Can you rewrite the records below, replacing "bare tree branch" with "leafless tree branch" everywhere, changing nothing else, and leaving the pictures out?
....................
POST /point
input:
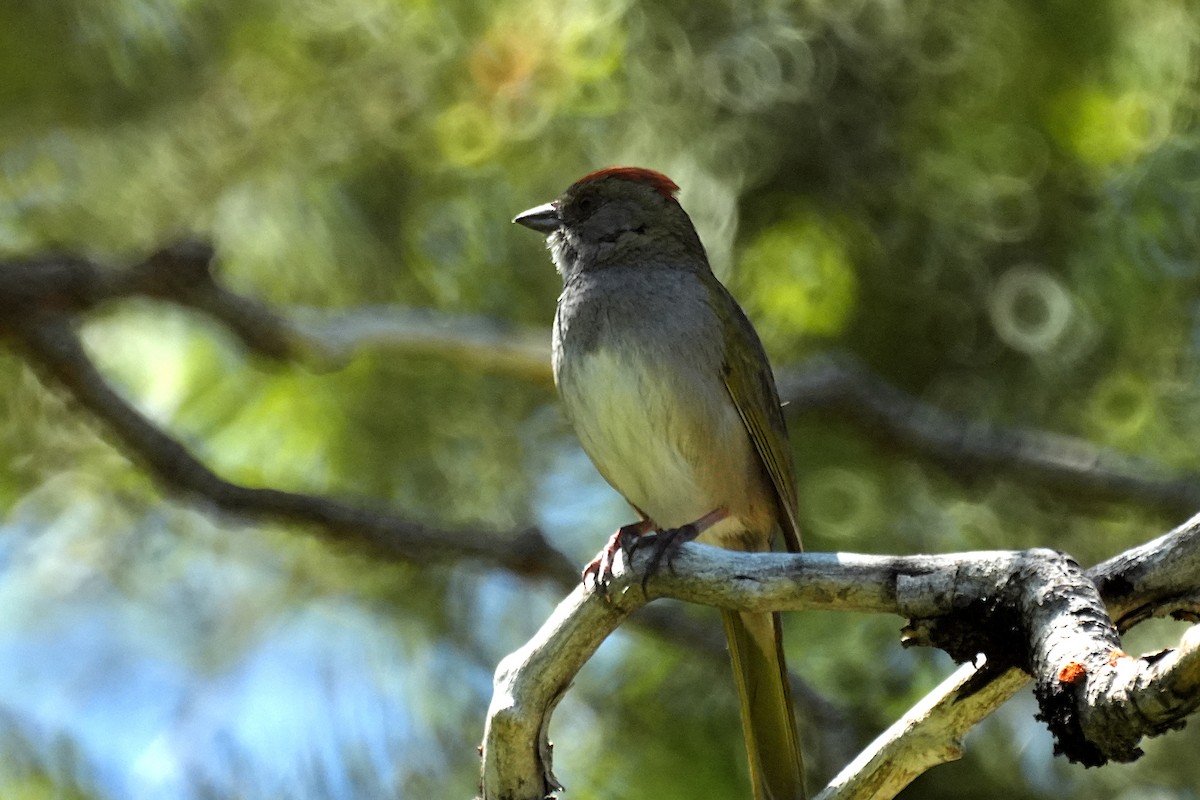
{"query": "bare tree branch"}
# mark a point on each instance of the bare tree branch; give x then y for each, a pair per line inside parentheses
(1155, 578)
(183, 274)
(52, 344)
(1035, 609)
....................
Reply
POST /point
input:
{"query": "leafless tree branch"}
# mark a point on each instance of the leafless tree branch; give x then y for each, a pair per line inside parentheses
(1155, 578)
(183, 274)
(52, 344)
(1035, 609)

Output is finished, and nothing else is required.